# [Data]
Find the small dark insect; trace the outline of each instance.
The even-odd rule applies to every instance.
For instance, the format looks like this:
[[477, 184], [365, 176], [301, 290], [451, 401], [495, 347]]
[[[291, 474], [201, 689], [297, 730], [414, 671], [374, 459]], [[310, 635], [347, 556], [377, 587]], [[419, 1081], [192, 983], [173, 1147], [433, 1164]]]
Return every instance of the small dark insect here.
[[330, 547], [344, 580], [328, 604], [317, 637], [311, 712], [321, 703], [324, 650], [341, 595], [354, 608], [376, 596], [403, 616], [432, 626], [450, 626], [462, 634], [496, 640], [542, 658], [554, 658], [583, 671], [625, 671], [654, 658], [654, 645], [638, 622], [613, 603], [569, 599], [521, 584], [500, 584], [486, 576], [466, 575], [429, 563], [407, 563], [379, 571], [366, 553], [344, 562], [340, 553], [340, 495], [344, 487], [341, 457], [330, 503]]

# [To do]
Can you reproduce all of the material above, requests included, with every polygon coordinate in the answers offset by +3? Leave the numbers in the requests and in their format samples unchanged.

# [Result below]
Find the small dark insect; trace the outline of each instance.
The even-odd rule applies to every instance.
For instance, the format looks like this:
[[477, 184], [365, 176], [301, 290], [451, 401], [495, 347]]
[[[291, 474], [201, 689], [297, 730], [414, 671], [374, 459]], [[310, 635], [347, 556], [377, 587]], [[419, 1081], [192, 983], [173, 1147], [433, 1164]]]
Return every instance of the small dark insect here.
[[333, 550], [347, 583], [331, 607], [320, 640], [314, 715], [324, 706], [327, 653], [344, 598], [357, 611], [379, 599], [406, 619], [435, 629], [453, 629], [465, 637], [499, 643], [545, 661], [557, 661], [586, 674], [628, 674], [657, 661], [657, 648], [641, 625], [616, 606], [572, 602], [524, 587], [503, 587], [489, 579], [469, 578], [432, 566], [410, 566], [382, 574], [369, 556], [347, 565], [343, 556], [343, 498], [347, 490], [344, 460], [333, 506]]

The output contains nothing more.